** start **

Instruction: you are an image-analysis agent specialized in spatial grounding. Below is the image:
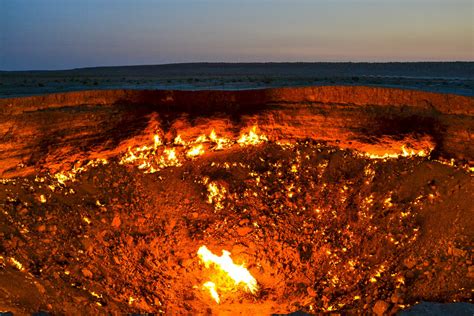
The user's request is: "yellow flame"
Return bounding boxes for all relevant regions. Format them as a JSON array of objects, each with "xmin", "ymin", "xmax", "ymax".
[
  {"xmin": 174, "ymin": 134, "xmax": 186, "ymax": 146},
  {"xmin": 364, "ymin": 145, "xmax": 433, "ymax": 159},
  {"xmin": 186, "ymin": 144, "xmax": 204, "ymax": 158},
  {"xmin": 209, "ymin": 130, "xmax": 230, "ymax": 150},
  {"xmin": 237, "ymin": 126, "xmax": 268, "ymax": 146},
  {"xmin": 194, "ymin": 135, "xmax": 207, "ymax": 143},
  {"xmin": 202, "ymin": 281, "xmax": 221, "ymax": 304},
  {"xmin": 207, "ymin": 182, "xmax": 227, "ymax": 210},
  {"xmin": 198, "ymin": 246, "xmax": 258, "ymax": 294}
]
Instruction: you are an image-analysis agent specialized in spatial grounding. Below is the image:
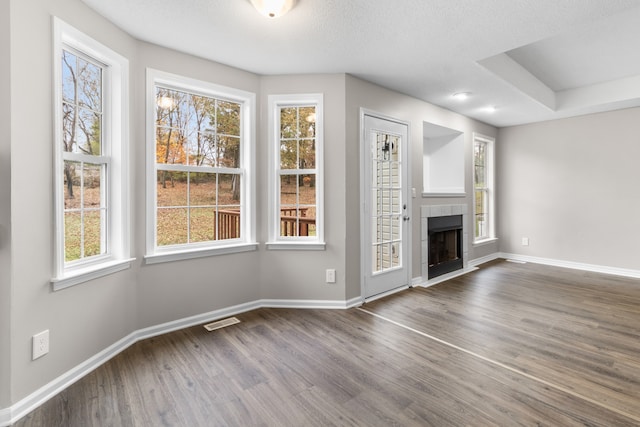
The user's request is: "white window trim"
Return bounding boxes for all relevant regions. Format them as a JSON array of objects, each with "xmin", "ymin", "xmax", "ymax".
[
  {"xmin": 266, "ymin": 93, "xmax": 326, "ymax": 251},
  {"xmin": 51, "ymin": 17, "xmax": 134, "ymax": 291},
  {"xmin": 144, "ymin": 68, "xmax": 258, "ymax": 264},
  {"xmin": 471, "ymin": 132, "xmax": 498, "ymax": 246}
]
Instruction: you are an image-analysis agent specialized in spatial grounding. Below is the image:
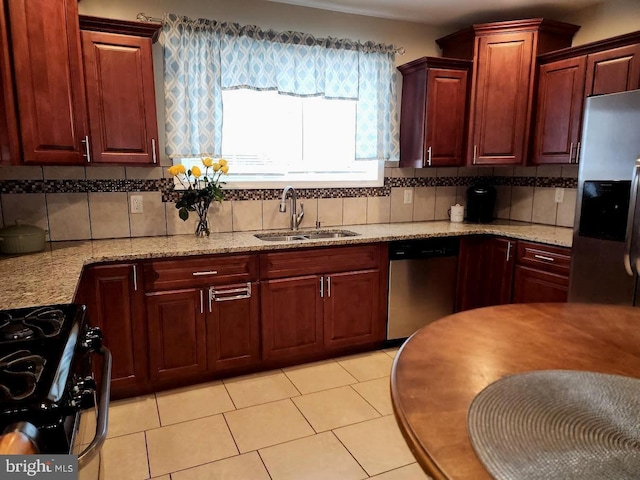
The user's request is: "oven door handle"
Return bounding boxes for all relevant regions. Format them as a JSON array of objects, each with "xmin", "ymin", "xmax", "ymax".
[{"xmin": 78, "ymin": 347, "xmax": 112, "ymax": 468}]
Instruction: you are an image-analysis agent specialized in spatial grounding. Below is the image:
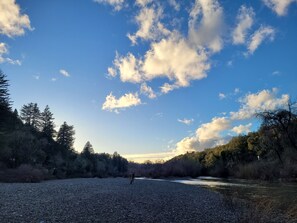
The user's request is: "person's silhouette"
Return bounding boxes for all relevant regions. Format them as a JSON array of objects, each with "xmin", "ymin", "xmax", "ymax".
[{"xmin": 130, "ymin": 173, "xmax": 135, "ymax": 184}]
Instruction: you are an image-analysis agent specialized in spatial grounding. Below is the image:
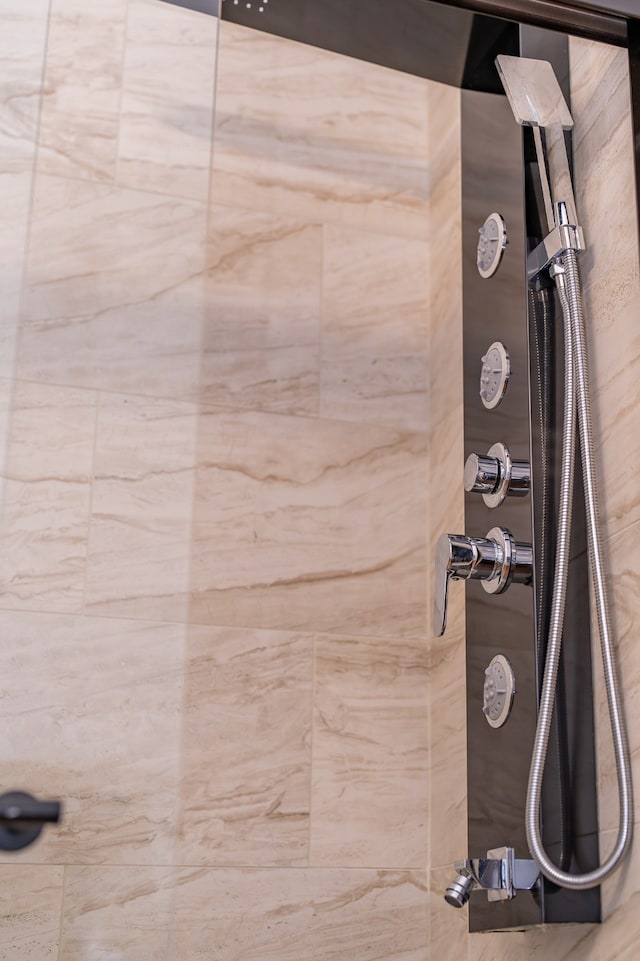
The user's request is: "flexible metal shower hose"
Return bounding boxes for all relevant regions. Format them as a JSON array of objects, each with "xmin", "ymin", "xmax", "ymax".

** end **

# [Your goal]
Collect every line of the material above that contains the string "user".

# [Solution to the problem]
The user's request is: "yellow flame"
The user's request is: "white window trim"
The user's request is: "oven door handle"
The user's request is: "person's silhouette"
The user's request is: "flexible metal shower hose"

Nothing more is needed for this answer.